## Task goal
Every record that follows must be duplicated exactly, with images left out.

· · · · ·

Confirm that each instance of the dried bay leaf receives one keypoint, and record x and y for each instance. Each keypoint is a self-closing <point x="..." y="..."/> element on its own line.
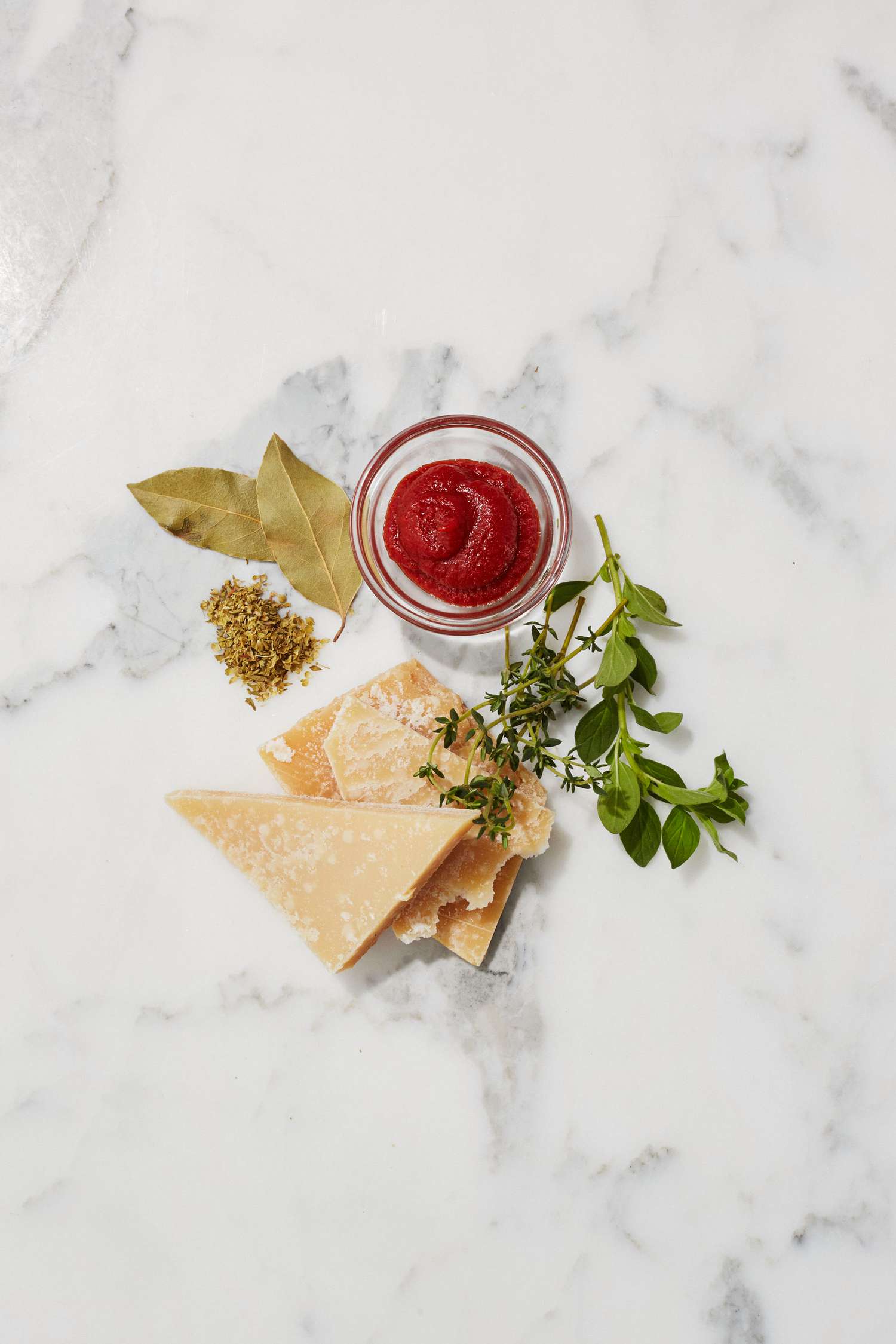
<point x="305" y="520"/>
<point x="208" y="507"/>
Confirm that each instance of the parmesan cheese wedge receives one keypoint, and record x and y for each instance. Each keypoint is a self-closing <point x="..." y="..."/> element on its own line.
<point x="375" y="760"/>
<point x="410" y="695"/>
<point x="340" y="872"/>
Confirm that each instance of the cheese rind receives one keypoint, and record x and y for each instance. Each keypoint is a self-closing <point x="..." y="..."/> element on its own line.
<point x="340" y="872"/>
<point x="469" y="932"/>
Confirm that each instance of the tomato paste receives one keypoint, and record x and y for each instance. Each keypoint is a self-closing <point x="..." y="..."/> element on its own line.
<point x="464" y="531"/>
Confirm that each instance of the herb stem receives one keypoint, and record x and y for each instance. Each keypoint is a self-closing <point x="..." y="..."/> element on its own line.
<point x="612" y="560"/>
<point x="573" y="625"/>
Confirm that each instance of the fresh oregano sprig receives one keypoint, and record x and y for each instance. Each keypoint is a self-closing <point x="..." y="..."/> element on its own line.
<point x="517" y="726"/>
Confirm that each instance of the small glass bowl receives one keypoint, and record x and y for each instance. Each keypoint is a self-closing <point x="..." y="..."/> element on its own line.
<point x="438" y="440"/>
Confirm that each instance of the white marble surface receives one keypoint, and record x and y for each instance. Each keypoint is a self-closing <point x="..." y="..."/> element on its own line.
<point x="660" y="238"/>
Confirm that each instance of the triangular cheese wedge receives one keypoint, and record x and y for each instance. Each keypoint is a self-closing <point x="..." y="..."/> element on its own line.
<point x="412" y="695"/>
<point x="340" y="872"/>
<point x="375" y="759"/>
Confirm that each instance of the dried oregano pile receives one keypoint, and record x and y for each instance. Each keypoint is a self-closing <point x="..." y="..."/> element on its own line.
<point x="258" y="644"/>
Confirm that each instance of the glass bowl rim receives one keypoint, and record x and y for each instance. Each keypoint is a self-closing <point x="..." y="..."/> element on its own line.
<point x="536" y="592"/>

· · · · ·

## Task answer
Confirm that each instance of the dried bay leaf receives one keypoint, and record x and y for each instance. Each keypoint is a self-closing <point x="..." y="..."/> element on its own line.
<point x="305" y="520"/>
<point x="208" y="507"/>
Confirm that each instance of the parmesan cheese wedge receives one keypoint, and record x and y for each instance. Each keypoint is a self-closing <point x="..." y="..."/> element on its own line.
<point x="375" y="760"/>
<point x="410" y="695"/>
<point x="340" y="872"/>
Confirm that each instance of the cheese rind receives one keypoint, and record x and y for each instance. Each keypoint is a self-closing <point x="..." y="..."/> element on its own line.
<point x="340" y="872"/>
<point x="469" y="932"/>
Confirm that each instance of the tomato paste receives one keypoint, and record x and y for each instance. Each keypoint is a self-closing <point x="..." y="..."/> element on its own line.
<point x="464" y="531"/>
Confirm that each instance of the herb stem receives one keypoint, and record x and y for each instance. Each keypoint is a self-closing <point x="..." y="..."/> element on its own line.
<point x="612" y="560"/>
<point x="573" y="625"/>
Confirm that each instance of the fresh oregano sprig receives one keypoint, and record x and y for each instance. Each keypoint is a self-closing <point x="..." y="..."/> element on its own line.
<point x="517" y="726"/>
Confirm that each instance of the small glass bowl receives one keypoint, and record x and y for each instance. Each keypoint is a self-closing <point x="..." y="..."/> element on its own line.
<point x="438" y="440"/>
Confirm that each instance of the white marble surface receives one keypoint, and record x and y for each instance. Each keypoint is a self-closing <point x="..." y="..."/> element on its own line.
<point x="660" y="238"/>
Confirm that each instance of the triangular cheese wedge receives one keypoint, and record x and y for each instance. Each keypoint is a self-closing <point x="..." y="..."/> element on its own line.
<point x="412" y="695"/>
<point x="340" y="872"/>
<point x="375" y="759"/>
Confirm that each instance of the dried oregano pile receives one keypoint, and record x and y for each instance. Each keypoint is a self-closing <point x="..." y="..."/> element on its own line.
<point x="258" y="644"/>
Confirm that each instance of the glass bowl rim receives one keypoint, and record x and y for each instance. Each keypoint is a self-closing <point x="..." y="..."/> element on its own line.
<point x="536" y="592"/>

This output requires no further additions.